- GOAL: Report how many lines in the items below contain the string "dark", treating uppercase and lowercase as different. Give only the number.

┄┄┄┄┄┄

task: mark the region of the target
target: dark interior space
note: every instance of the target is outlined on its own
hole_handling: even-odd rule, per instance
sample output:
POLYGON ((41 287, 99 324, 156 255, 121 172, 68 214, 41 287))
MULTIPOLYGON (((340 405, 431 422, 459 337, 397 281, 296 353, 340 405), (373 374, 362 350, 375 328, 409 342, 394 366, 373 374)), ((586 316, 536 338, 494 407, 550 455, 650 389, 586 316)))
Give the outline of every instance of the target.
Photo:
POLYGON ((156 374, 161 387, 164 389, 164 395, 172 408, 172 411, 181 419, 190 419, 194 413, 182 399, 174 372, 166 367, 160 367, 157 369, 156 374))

┄┄┄┄┄┄

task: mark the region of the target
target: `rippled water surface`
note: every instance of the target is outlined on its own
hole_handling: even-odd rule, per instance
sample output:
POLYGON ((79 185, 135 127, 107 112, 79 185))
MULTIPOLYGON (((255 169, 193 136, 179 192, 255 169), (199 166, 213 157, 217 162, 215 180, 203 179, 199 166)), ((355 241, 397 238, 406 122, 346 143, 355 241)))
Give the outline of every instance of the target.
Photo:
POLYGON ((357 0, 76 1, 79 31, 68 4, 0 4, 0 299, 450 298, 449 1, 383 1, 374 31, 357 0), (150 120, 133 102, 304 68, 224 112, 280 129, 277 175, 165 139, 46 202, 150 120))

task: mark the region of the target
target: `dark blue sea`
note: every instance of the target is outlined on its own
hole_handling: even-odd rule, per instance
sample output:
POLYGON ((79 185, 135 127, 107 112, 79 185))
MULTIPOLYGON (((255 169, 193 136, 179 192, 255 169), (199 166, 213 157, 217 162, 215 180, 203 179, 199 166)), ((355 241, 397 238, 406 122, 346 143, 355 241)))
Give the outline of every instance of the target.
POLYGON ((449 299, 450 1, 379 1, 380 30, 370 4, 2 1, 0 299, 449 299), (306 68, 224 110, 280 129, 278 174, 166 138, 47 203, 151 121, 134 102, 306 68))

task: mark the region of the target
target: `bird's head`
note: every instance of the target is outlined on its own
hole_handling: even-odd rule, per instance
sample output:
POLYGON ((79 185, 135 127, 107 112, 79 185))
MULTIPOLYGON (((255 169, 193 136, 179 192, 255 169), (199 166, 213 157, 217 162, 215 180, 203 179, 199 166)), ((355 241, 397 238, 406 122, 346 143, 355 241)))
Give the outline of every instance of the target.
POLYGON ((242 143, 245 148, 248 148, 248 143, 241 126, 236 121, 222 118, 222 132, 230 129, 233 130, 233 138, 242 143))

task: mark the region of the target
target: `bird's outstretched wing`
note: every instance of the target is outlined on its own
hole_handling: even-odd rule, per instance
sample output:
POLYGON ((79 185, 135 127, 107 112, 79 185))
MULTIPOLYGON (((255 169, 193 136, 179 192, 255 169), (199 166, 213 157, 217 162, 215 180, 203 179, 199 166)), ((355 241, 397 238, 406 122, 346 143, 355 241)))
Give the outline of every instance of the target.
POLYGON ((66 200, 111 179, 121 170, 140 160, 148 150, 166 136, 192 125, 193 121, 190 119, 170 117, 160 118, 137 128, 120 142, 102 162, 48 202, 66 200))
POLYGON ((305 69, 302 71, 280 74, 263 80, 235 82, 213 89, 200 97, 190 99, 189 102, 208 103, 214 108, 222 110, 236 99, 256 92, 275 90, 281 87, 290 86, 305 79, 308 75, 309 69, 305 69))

┄┄┄┄┄┄

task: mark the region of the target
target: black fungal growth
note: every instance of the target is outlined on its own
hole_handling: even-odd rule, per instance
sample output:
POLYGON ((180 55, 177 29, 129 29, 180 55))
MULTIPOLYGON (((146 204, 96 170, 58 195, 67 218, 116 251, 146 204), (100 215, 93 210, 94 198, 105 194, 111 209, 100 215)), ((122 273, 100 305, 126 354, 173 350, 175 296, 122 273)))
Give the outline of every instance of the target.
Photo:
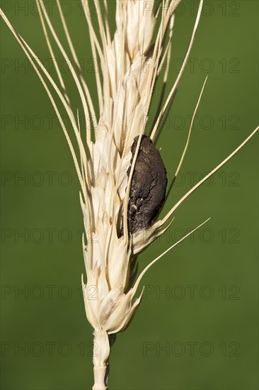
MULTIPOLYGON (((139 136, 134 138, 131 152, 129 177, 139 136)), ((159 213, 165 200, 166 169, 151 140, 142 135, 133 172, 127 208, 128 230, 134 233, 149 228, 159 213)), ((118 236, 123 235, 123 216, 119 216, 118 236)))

┄┄┄┄┄┄

- CORRECT OUTPUT: 2